[Text shown Boundary: Start]
Patient monitoring devices

In 2009, the continuous glucose monitoring (CGM) market earned manufacturers $23.5; this is forecast to reach $52.0 million in 2016, according to a new analysis from Frost and Sullivan (F&S). For the study the markets covered by region are Benelux, Germany, France, Italy, Scandinavia, Spain and the United Kingdom.

The primary factor contributing to the growth is the need for an easy-to-use and patient-friendly glucose-monitoring device, F&S reports: The traditional method of monitoring glucose was difficult and inconvenient for patients. Convenient, patient-friendly and affordable devices that facilitate superior therapy management for diabetes are needed, Akanksha Joshi, F&S Senior Research Analyst, points out.

Western Europe’s growing aged population has increased the incidence of fatal diseases (cardiovascular, diabetes, stroke) spurring the need for regular monitoring of patients’ glucose levels and pioneering technology at considerably lower rates.

However, CGM is not reimbursed and the per sensor cost is steep: ‘The traditional finger-stick method offers glucose monitoring solution at much lower rates and is reimbursed all across Europe,’ the F&S analyst points out, but adds: ‘While using a CGM the patient has to buy a starter kit and pay for the disposable sensors year-on-year, making the method of treatment more expensive.’

Nonetheless, collaboration with established local companies will help manufacturers to provide effective services and, at the same time, maintain profit margins, the report continues. ‘Integration of continuous glucose monitors with insulin pumps will pave way for reimbursement options for manufactures, thus reducing the total cost incurred by patients,’ the report reasons. ‘To enable the market participants to include such systems in the reimbursable category, significant clinical evidence suggesting that the device is essential for the patient’s well-being is required. Moreover, when CGM is integrated with insulin pumps, the product will become reimbursable, as it is likely to fall under the medically essential classification of insurance agencies.’
[Text shown Boundary: End]
[Records provided Boundary: Start]
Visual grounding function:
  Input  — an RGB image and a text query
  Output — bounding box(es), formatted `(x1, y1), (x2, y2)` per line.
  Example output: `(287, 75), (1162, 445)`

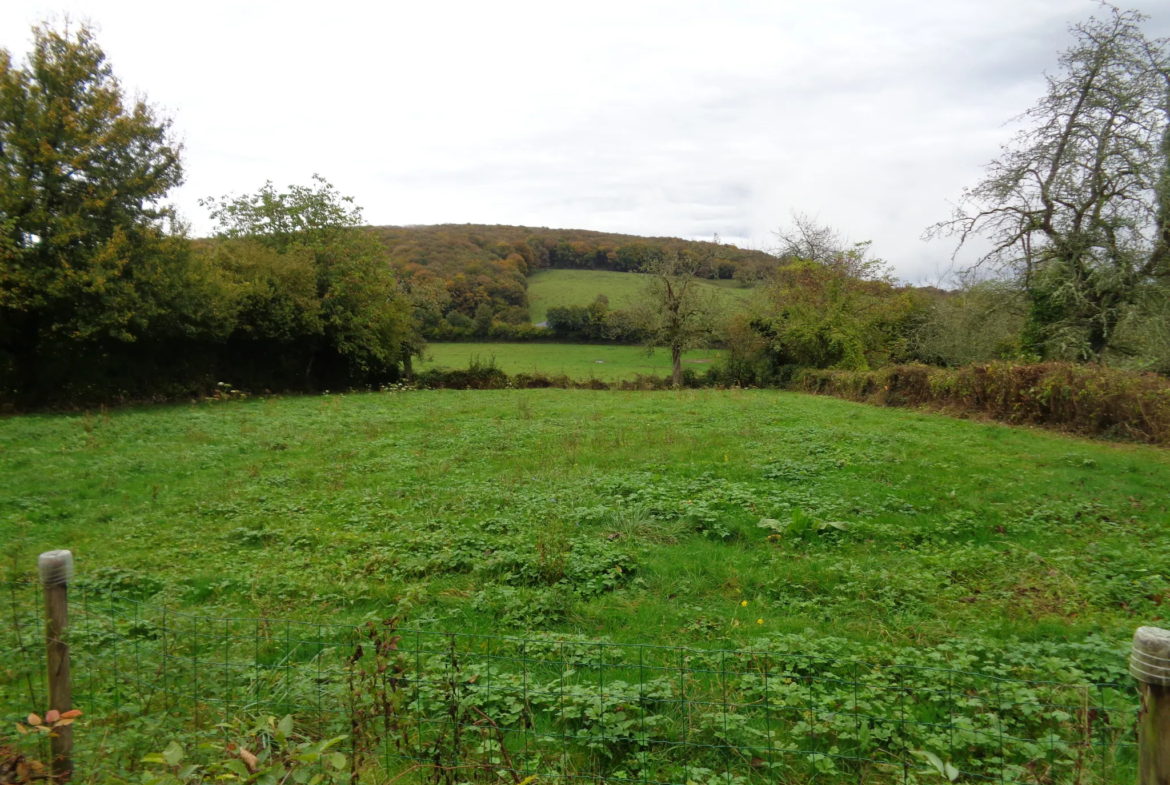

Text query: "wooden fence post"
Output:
(36, 551), (73, 781)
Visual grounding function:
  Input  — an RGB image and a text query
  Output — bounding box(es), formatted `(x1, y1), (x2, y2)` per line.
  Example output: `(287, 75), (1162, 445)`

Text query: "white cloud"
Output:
(0, 0), (1170, 280)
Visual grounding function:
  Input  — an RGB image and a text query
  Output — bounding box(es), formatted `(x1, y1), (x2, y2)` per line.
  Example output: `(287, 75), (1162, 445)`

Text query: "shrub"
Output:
(792, 363), (1170, 443)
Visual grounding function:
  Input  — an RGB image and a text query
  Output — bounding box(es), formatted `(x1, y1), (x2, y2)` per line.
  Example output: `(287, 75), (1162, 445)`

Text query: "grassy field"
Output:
(418, 343), (723, 381)
(0, 391), (1170, 642)
(528, 270), (752, 324)
(0, 390), (1155, 785)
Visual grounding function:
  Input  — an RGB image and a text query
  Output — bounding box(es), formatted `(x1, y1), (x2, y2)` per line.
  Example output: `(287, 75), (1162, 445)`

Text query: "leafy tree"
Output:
(910, 280), (1025, 366)
(0, 19), (187, 387)
(201, 174), (421, 381)
(752, 260), (922, 370)
(929, 6), (1170, 360)
(775, 212), (890, 281)
(631, 253), (722, 386)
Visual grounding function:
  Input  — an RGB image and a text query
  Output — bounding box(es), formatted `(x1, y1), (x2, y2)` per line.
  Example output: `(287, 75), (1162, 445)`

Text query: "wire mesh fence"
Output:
(0, 585), (1138, 785)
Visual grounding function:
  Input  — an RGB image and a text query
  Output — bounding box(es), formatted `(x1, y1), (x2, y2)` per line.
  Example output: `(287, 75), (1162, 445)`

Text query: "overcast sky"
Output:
(0, 0), (1170, 282)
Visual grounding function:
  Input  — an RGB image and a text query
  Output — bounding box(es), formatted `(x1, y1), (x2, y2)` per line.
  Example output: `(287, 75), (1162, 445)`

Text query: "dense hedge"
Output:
(790, 363), (1170, 445)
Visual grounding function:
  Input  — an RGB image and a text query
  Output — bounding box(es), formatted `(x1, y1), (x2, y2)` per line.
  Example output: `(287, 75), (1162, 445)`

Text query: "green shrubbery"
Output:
(793, 363), (1170, 443)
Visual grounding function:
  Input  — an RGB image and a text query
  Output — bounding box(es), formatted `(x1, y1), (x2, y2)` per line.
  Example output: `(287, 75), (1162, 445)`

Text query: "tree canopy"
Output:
(932, 6), (1170, 359)
(0, 19), (187, 400)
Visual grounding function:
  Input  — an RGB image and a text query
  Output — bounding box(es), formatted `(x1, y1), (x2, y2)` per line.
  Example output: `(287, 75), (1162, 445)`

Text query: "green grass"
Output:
(418, 343), (723, 381)
(528, 270), (753, 324)
(0, 383), (1170, 656)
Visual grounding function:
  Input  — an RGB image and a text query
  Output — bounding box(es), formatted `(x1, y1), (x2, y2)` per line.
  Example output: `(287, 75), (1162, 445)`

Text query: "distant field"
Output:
(528, 270), (753, 324)
(418, 341), (722, 381)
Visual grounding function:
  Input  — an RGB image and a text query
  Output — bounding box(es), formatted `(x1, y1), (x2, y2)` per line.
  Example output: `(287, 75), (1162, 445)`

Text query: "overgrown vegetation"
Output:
(0, 390), (1170, 779)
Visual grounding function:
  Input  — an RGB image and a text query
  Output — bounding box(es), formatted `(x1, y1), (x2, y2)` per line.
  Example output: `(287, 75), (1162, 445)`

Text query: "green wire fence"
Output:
(0, 584), (1138, 785)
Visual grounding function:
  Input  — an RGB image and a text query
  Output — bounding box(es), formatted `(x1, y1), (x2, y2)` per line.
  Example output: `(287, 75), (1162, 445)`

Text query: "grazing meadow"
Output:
(0, 390), (1170, 653)
(417, 342), (724, 381)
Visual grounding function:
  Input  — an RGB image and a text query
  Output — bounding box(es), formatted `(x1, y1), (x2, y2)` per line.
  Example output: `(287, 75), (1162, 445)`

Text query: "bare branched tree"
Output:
(928, 5), (1170, 360)
(631, 253), (721, 387)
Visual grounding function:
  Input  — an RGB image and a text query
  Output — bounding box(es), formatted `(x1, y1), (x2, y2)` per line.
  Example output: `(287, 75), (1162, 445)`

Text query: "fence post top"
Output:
(36, 551), (73, 586)
(1129, 627), (1170, 687)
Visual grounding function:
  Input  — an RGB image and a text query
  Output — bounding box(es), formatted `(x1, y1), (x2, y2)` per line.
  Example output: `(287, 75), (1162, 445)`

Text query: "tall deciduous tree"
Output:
(631, 253), (721, 386)
(201, 174), (421, 380)
(0, 19), (186, 393)
(929, 6), (1170, 359)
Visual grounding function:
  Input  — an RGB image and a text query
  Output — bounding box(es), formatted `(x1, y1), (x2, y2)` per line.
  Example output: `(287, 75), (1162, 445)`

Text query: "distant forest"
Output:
(370, 223), (778, 324)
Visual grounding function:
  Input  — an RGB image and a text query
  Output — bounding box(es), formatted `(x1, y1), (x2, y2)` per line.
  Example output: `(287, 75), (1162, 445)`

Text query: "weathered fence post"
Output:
(1129, 627), (1170, 785)
(36, 551), (73, 781)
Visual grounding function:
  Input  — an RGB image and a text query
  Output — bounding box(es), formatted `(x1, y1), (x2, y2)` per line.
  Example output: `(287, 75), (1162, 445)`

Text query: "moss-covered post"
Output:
(1129, 627), (1170, 785)
(37, 551), (73, 781)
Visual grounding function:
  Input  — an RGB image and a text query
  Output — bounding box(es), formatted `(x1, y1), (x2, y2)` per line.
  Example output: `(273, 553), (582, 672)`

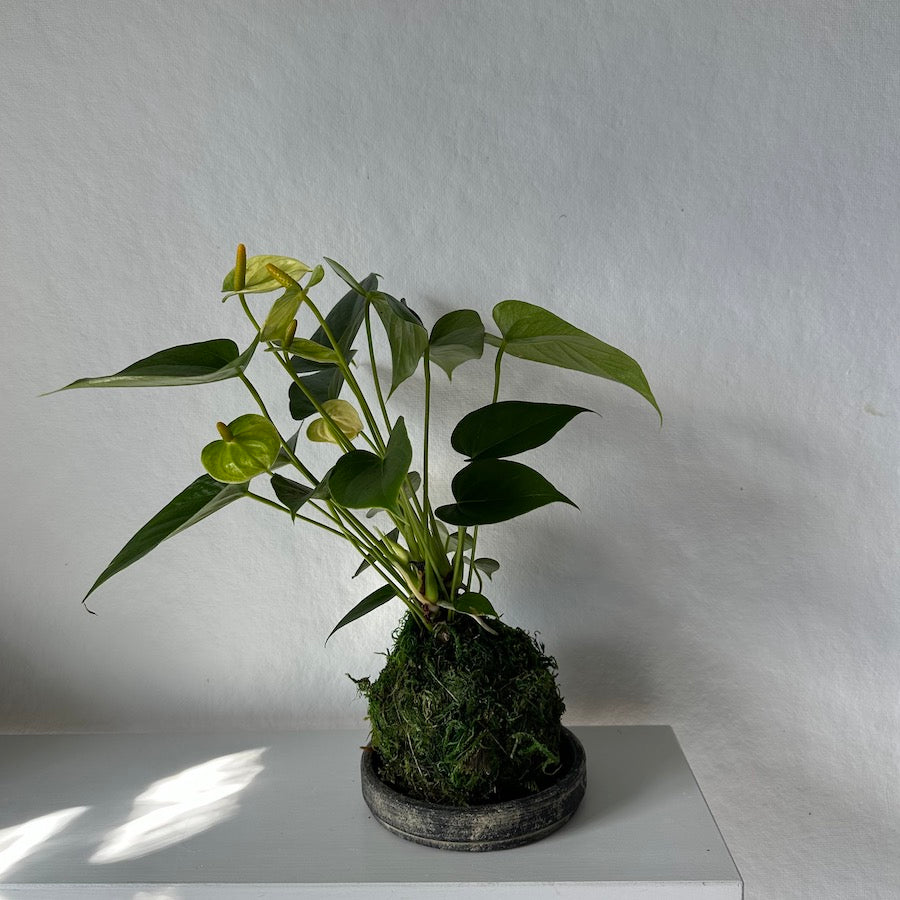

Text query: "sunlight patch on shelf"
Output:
(0, 806), (90, 875)
(90, 747), (267, 864)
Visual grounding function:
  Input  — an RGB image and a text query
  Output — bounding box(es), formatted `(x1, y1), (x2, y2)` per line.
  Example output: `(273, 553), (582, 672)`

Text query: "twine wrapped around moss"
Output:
(354, 615), (565, 806)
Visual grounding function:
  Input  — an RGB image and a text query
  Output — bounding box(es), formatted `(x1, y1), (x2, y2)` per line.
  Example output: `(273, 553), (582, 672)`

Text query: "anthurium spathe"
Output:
(200, 413), (281, 484)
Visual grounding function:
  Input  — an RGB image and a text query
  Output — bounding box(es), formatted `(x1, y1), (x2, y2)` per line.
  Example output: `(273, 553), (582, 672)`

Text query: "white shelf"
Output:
(0, 726), (743, 900)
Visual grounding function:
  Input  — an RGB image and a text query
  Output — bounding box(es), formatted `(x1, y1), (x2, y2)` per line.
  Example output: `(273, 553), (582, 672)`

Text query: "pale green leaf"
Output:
(222, 256), (311, 300)
(200, 413), (281, 484)
(494, 300), (662, 421)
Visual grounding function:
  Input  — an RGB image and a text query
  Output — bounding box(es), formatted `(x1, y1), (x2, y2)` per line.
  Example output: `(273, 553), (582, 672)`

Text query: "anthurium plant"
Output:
(61, 245), (659, 800)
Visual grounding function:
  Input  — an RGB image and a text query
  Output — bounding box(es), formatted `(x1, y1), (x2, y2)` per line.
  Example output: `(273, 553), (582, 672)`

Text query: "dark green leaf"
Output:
(428, 309), (484, 378)
(328, 417), (412, 510)
(272, 475), (313, 515)
(288, 357), (344, 421)
(350, 528), (400, 578)
(309, 466), (334, 500)
(450, 400), (590, 459)
(272, 428), (300, 469)
(291, 274), (378, 374)
(494, 300), (662, 422)
(325, 584), (397, 644)
(475, 556), (500, 579)
(434, 459), (575, 526)
(369, 291), (428, 396)
(305, 266), (325, 291)
(366, 472), (422, 519)
(84, 475), (249, 600)
(50, 338), (258, 393)
(323, 256), (366, 294)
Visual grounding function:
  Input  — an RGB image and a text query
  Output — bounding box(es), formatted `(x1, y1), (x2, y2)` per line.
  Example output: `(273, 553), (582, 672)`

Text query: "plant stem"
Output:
(247, 491), (346, 540)
(422, 347), (434, 527)
(491, 347), (503, 403)
(238, 372), (319, 485)
(300, 288), (391, 453)
(365, 300), (391, 432)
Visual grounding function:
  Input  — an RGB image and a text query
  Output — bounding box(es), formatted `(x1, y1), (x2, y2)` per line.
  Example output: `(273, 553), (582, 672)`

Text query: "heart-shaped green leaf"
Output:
(84, 475), (249, 600)
(366, 472), (422, 519)
(200, 413), (281, 484)
(428, 309), (484, 378)
(259, 288), (303, 341)
(434, 459), (575, 526)
(369, 291), (428, 396)
(277, 337), (340, 366)
(350, 528), (400, 578)
(288, 357), (344, 421)
(271, 475), (313, 515)
(50, 338), (259, 394)
(222, 256), (311, 298)
(438, 591), (497, 618)
(328, 417), (412, 510)
(325, 584), (397, 644)
(306, 400), (363, 445)
(475, 556), (500, 579)
(494, 300), (662, 422)
(450, 400), (590, 459)
(291, 275), (378, 374)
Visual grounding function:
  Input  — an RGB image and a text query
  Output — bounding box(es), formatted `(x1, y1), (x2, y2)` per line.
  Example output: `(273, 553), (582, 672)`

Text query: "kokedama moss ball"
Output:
(356, 615), (565, 805)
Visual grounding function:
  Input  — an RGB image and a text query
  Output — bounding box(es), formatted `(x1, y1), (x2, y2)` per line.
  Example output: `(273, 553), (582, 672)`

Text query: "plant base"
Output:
(360, 728), (587, 852)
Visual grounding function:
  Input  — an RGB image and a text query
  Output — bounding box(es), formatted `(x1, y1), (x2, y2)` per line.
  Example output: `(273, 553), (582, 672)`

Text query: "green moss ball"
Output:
(357, 615), (565, 806)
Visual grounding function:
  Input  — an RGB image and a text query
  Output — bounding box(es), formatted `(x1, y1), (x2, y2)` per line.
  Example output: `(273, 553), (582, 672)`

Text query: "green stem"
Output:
(238, 294), (259, 334)
(238, 372), (319, 485)
(450, 525), (466, 600)
(491, 347), (503, 403)
(466, 525), (481, 591)
(247, 491), (346, 539)
(300, 288), (391, 453)
(422, 347), (434, 529)
(365, 300), (391, 433)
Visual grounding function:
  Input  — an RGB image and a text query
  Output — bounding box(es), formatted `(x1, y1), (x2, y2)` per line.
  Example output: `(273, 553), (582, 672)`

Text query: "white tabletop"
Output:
(0, 726), (742, 900)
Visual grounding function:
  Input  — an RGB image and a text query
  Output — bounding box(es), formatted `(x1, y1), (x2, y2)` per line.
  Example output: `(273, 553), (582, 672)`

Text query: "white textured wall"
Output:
(0, 0), (900, 900)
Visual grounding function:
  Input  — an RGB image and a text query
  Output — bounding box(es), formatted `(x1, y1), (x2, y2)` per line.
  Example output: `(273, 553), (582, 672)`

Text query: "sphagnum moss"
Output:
(356, 616), (565, 805)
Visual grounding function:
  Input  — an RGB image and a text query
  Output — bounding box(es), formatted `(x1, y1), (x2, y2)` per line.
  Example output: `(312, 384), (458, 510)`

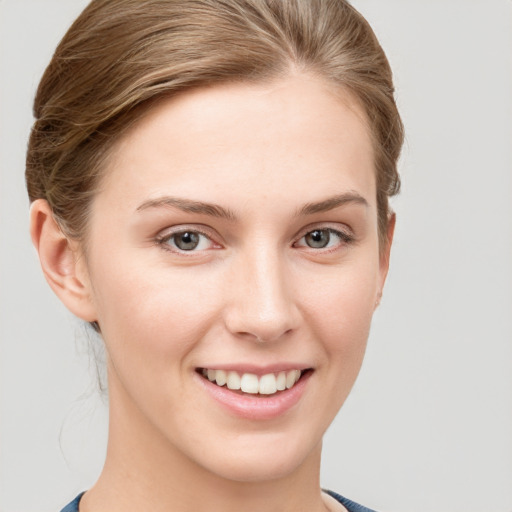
[Records provided Boundary: End]
Task prompt: Output the glucose monitoring text word for word, starting at "The primary factor" and ending at "Analyst, points out.". The lines of collected data are not needed here.

Written solution:
The primary factor contributing to the growth is the need for an easy-to-use and patient-friendly glucose-monitoring device, F&S reports: The traditional method of monitoring glucose was difficult and inconvenient for patients. Convenient, patient-friendly and affordable devices that facilitate superior therapy management for diabetes are needed, Akanksha Joshi, F&S Senior Research Analyst, points out.